(Text segment):
>> start
# Fun Drills



## Bishop746 (Apr 4, 2008)

Some gun ranges are very restrictive on what you can do when your shooting, e.g no drawing from holster, no headshots so I've tried to devise some fun drills to do that wont get me kicked out but still make my range time fun.

Today I was doing a drill with an 8" shoot and see target with two shoot-and-see target pasters about an inch in diameter; one paster on each side of the target. The drill is I would come up from the low ready position and fire once into the left paster then the right and then 3 rounds in the center target and repeat the drill until I had fired a 10-round magazine, reload and do it again. Hitting those pasters on the side was tricky but I did have fun.

Anyone else have a drill they do when at the range?


----------



## TDIllini (Jan 5, 2008)

I have a drill where I hold the gun at a ready position but not centered on the target. I then point with my left hand and exclaim, "STOP RESISTI..." while opening fire mid sentence until the magazine is empty.


----------



## Liko81 (Nov 21, 2007)

Most of my "fun" drills are double-taps. Get a target with five 3" bullseyes and set it up between three and seven yards. Ten rounds (or one mag if you have less capacity than that) per target as double-taps. Be careful not to let it become rapid fire which is illegal at most ranges. You can also do double-taps on a silhouette or an IPSC target.

The number targets can also be fun. These are a rectangle or square that is subdivided, with numbers in each division. You'll need a buddy for this; have your shooting buddy call out a number at random, and you fire at that square.

If your range allows outside targets, Binnie the ********* is always good for a laugh. There are also companies that specialize in taking a picture, any picture, and making a pistol target out of it. Your ex, your boss, Barry Manilow, whatever.

I also do mock CHL courses of fire. In Texas, qualification is done on a TX-PT target (it used to be done on a B-27): 









The COF is:

3 YARDS:
- 1 shot in 2 seconds. Do this 5 times.
- 2 shots in 3 seconds. Do this 5 times.
- 5 shots in 10 seconds. Do once.

7 YARDS:
- 5 shots in 10 seconds, once
- 1 shot in 3 seconds, 5 times
- 2 shots in 4 seconds, once
- 3 shots in 6 seconds, once
- 5 shots in 15 seconds, once

15 YARDS:
- 2 shots in 6 seconds, once
- 3 shots in 9 seconds, once
- 5 shots in 15 seconds, once

Total 50 shots fired. Scoring for qualification is 5 points for the inner circle, 4 for the outer circle, and 3 for anything else hitting the silhouette. A perfect score is 250, you need 175 to qualify. It is pretty easy to pass, but a perfect score is a decent challenge.


----------



## Bishop746 (Apr 4, 2008)

How many targets do you use for that COF?


----------



## milquetoast (Nov 25, 2006)

Go to the "Range Report" section, then "Monthly Shooting Contest," then look over some of the monthly "Challenges." You might find something there that winds your watch.


----------



## Bishop746 (Apr 4, 2008)

Thanks Milqutoast, thats exactly what I was looking for.


----------



## Wyatt (Jan 29, 2008)

Liko81 said:


> If your range allows outside targets, Binnie the ********* is always good for a laugh. There are also companies that specialize in taking a picture, any picture, and making a pistol target out of it. Your ex, your boss, Barry Manilow, whatever.
>> end
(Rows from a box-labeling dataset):
>> start
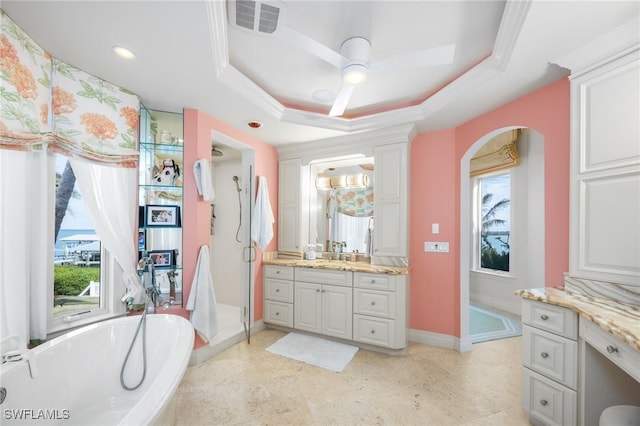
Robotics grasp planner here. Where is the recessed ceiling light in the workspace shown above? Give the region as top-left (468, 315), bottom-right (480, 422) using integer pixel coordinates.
top-left (113, 46), bottom-right (136, 59)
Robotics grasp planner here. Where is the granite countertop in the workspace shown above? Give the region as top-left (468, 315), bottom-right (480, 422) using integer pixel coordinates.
top-left (516, 287), bottom-right (640, 351)
top-left (262, 259), bottom-right (409, 275)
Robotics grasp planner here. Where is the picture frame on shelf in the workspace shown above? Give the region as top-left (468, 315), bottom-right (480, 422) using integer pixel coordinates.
top-left (145, 204), bottom-right (180, 227)
top-left (147, 250), bottom-right (176, 268)
top-left (138, 229), bottom-right (147, 251)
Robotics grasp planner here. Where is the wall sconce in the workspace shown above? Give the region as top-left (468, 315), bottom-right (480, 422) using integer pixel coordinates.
top-left (316, 173), bottom-right (369, 191)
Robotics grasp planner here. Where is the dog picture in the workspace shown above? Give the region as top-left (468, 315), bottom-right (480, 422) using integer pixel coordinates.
top-left (152, 158), bottom-right (180, 185)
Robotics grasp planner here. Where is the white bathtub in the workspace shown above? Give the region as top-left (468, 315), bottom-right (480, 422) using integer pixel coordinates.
top-left (0, 314), bottom-right (194, 426)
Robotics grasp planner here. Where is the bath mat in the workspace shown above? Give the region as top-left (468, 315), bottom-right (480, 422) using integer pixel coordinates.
top-left (469, 305), bottom-right (522, 343)
top-left (267, 333), bottom-right (358, 373)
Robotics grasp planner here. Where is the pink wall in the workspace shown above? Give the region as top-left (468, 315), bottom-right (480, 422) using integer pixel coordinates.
top-left (180, 109), bottom-right (278, 348)
top-left (409, 79), bottom-right (569, 337)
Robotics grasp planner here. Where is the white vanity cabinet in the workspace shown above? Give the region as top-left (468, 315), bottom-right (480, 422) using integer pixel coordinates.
top-left (353, 272), bottom-right (408, 349)
top-left (373, 143), bottom-right (409, 263)
top-left (522, 300), bottom-right (578, 426)
top-left (264, 265), bottom-right (293, 327)
top-left (294, 268), bottom-right (353, 340)
top-left (569, 50), bottom-right (640, 285)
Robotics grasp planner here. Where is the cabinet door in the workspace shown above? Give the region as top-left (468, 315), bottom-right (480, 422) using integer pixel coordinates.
top-left (293, 282), bottom-right (322, 333)
top-left (278, 158), bottom-right (302, 251)
top-left (373, 143), bottom-right (408, 257)
top-left (321, 285), bottom-right (353, 340)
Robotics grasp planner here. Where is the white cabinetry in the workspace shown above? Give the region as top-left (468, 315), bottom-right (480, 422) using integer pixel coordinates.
top-left (264, 265), bottom-right (293, 327)
top-left (278, 158), bottom-right (303, 252)
top-left (522, 300), bottom-right (578, 426)
top-left (294, 268), bottom-right (353, 340)
top-left (353, 272), bottom-right (408, 349)
top-left (569, 51), bottom-right (640, 285)
top-left (373, 143), bottom-right (408, 257)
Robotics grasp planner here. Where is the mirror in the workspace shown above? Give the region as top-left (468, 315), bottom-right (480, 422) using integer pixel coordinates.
top-left (309, 157), bottom-right (374, 256)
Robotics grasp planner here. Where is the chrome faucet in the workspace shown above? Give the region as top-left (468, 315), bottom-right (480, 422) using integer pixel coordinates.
top-left (138, 256), bottom-right (162, 314)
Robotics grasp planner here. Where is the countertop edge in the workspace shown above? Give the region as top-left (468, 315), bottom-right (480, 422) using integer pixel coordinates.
top-left (515, 287), bottom-right (640, 352)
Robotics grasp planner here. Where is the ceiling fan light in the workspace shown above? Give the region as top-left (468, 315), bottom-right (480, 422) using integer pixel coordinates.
top-left (342, 64), bottom-right (367, 86)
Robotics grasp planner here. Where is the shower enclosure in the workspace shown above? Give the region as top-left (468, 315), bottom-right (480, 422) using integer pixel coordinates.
top-left (210, 141), bottom-right (254, 346)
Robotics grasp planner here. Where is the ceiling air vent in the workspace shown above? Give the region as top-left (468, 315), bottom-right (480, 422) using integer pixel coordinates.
top-left (230, 0), bottom-right (282, 34)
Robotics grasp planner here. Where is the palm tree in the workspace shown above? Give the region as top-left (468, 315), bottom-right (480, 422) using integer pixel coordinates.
top-left (53, 160), bottom-right (76, 241)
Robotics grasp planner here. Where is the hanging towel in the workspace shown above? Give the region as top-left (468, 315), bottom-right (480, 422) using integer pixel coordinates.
top-left (193, 158), bottom-right (216, 201)
top-left (251, 176), bottom-right (275, 250)
top-left (187, 246), bottom-right (218, 342)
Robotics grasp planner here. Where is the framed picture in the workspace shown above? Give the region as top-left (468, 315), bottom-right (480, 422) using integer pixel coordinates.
top-left (138, 229), bottom-right (147, 250)
top-left (147, 250), bottom-right (176, 268)
top-left (145, 204), bottom-right (180, 227)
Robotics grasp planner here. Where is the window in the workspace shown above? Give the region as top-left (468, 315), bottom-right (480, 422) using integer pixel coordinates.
top-left (47, 154), bottom-right (123, 332)
top-left (475, 172), bottom-right (511, 273)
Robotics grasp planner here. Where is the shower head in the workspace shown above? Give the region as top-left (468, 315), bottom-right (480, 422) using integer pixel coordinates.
top-left (211, 145), bottom-right (224, 157)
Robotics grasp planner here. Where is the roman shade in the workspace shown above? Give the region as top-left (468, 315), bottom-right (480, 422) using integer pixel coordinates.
top-left (469, 129), bottom-right (520, 176)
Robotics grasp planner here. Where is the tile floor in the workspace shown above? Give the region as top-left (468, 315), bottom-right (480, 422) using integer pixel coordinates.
top-left (175, 329), bottom-right (529, 426)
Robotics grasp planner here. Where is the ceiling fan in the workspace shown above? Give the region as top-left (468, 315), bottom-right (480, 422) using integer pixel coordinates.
top-left (228, 0), bottom-right (455, 117)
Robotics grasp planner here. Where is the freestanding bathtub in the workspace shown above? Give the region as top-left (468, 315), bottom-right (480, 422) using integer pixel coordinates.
top-left (0, 314), bottom-right (194, 426)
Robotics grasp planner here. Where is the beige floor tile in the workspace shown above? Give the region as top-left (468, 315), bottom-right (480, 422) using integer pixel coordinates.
top-left (176, 329), bottom-right (528, 426)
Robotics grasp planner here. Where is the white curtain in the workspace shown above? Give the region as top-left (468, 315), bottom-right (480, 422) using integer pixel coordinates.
top-left (0, 145), bottom-right (50, 341)
top-left (69, 157), bottom-right (143, 303)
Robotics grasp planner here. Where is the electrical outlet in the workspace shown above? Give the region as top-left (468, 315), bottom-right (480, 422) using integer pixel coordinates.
top-left (424, 241), bottom-right (449, 253)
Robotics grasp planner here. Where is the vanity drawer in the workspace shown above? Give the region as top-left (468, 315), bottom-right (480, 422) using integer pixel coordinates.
top-left (522, 300), bottom-right (578, 340)
top-left (264, 300), bottom-right (293, 328)
top-left (580, 320), bottom-right (640, 382)
top-left (522, 325), bottom-right (578, 390)
top-left (522, 367), bottom-right (577, 426)
top-left (295, 268), bottom-right (353, 287)
top-left (353, 272), bottom-right (396, 291)
top-left (353, 315), bottom-right (395, 347)
top-left (264, 278), bottom-right (293, 303)
top-left (353, 288), bottom-right (396, 319)
top-left (264, 265), bottom-right (293, 280)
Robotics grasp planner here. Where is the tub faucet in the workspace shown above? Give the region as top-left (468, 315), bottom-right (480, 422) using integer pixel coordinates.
top-left (138, 257), bottom-right (162, 314)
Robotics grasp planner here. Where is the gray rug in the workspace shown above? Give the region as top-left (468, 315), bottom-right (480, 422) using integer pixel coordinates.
top-left (266, 333), bottom-right (358, 373)
top-left (469, 305), bottom-right (522, 343)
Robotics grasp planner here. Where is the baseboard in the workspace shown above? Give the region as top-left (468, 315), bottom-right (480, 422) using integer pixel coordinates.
top-left (470, 294), bottom-right (522, 317)
top-left (409, 330), bottom-right (471, 352)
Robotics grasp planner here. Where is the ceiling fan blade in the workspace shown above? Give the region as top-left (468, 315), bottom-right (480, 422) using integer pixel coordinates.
top-left (273, 25), bottom-right (346, 68)
top-left (329, 83), bottom-right (356, 117)
top-left (369, 44), bottom-right (456, 71)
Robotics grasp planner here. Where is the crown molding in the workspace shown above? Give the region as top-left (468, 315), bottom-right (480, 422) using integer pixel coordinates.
top-left (276, 124), bottom-right (416, 165)
top-left (551, 16), bottom-right (640, 78)
top-left (207, 0), bottom-right (532, 133)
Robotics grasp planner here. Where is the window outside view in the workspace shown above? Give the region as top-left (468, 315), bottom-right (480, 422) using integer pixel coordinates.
top-left (479, 174), bottom-right (511, 272)
top-left (53, 154), bottom-right (101, 318)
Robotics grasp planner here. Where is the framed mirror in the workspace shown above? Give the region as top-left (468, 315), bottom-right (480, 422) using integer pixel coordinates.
top-left (309, 156), bottom-right (374, 256)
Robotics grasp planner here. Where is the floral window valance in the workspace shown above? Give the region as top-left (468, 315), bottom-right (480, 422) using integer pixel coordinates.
top-left (327, 188), bottom-right (373, 217)
top-left (0, 11), bottom-right (140, 167)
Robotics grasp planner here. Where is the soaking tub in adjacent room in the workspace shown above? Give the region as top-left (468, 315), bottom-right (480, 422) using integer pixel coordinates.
top-left (0, 315), bottom-right (194, 425)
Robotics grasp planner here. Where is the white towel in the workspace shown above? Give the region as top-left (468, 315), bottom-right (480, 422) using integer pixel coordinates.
top-left (251, 176), bottom-right (275, 250)
top-left (193, 158), bottom-right (216, 201)
top-left (187, 246), bottom-right (218, 342)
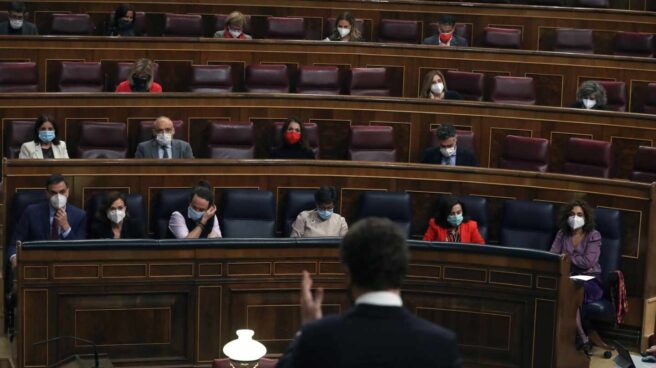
>> end
(What to do):
[1] Set down the passage of the range drills thread starting with the words "Some gun ranges" and ending after "range time fun.".
[2] Supply the next part of the forum thread on fun range drills, continuing from its last line.

(Answers in order):
[1]
Some gun ranges are very restrictive on what you can do when your shooting, e.g no drawing from holster, no headshots so I've tried to devise some fun drills to do that wont get me kicked out but still make my range time fun.

[2]
I was informed by an RO at my local range that any faces of people, living or dead, is not just against rules but is actually illegal in the state of California. While sympathetic considering the particular target I was using, he mumbled something about it actually being considered a felony of some sort and told me it had to come down. I haven't been able to actually find a law regarding this in the CA. penal code but I have heard this at more than one facility. What I find particularly weird about this is that some ranges in the area sell those "hostage" targets, and as I pointed out to the guy, the BG on that target has a face, it isn't just a sillouette. But he said it is a drawing not of an actual person rather than a picture of a real person so it's legal. Seriously, our legislaters apparently have too much time on their hands or are rather poor at prioritizing.

Oh well, I'll have to just use my imagination like when I was a kid playing army.


----------



## JeffWard (Aug 24, 2007)

For fun, practical practice:

On a light day when I'm one of 1, 2, 3 guys in the range, will run out targets in 2 side-by-side alleys. Lately, it's been 18" square cardboard with a paper plate taped to the center. Put one at 5-6yds, and the second at 7-9yds.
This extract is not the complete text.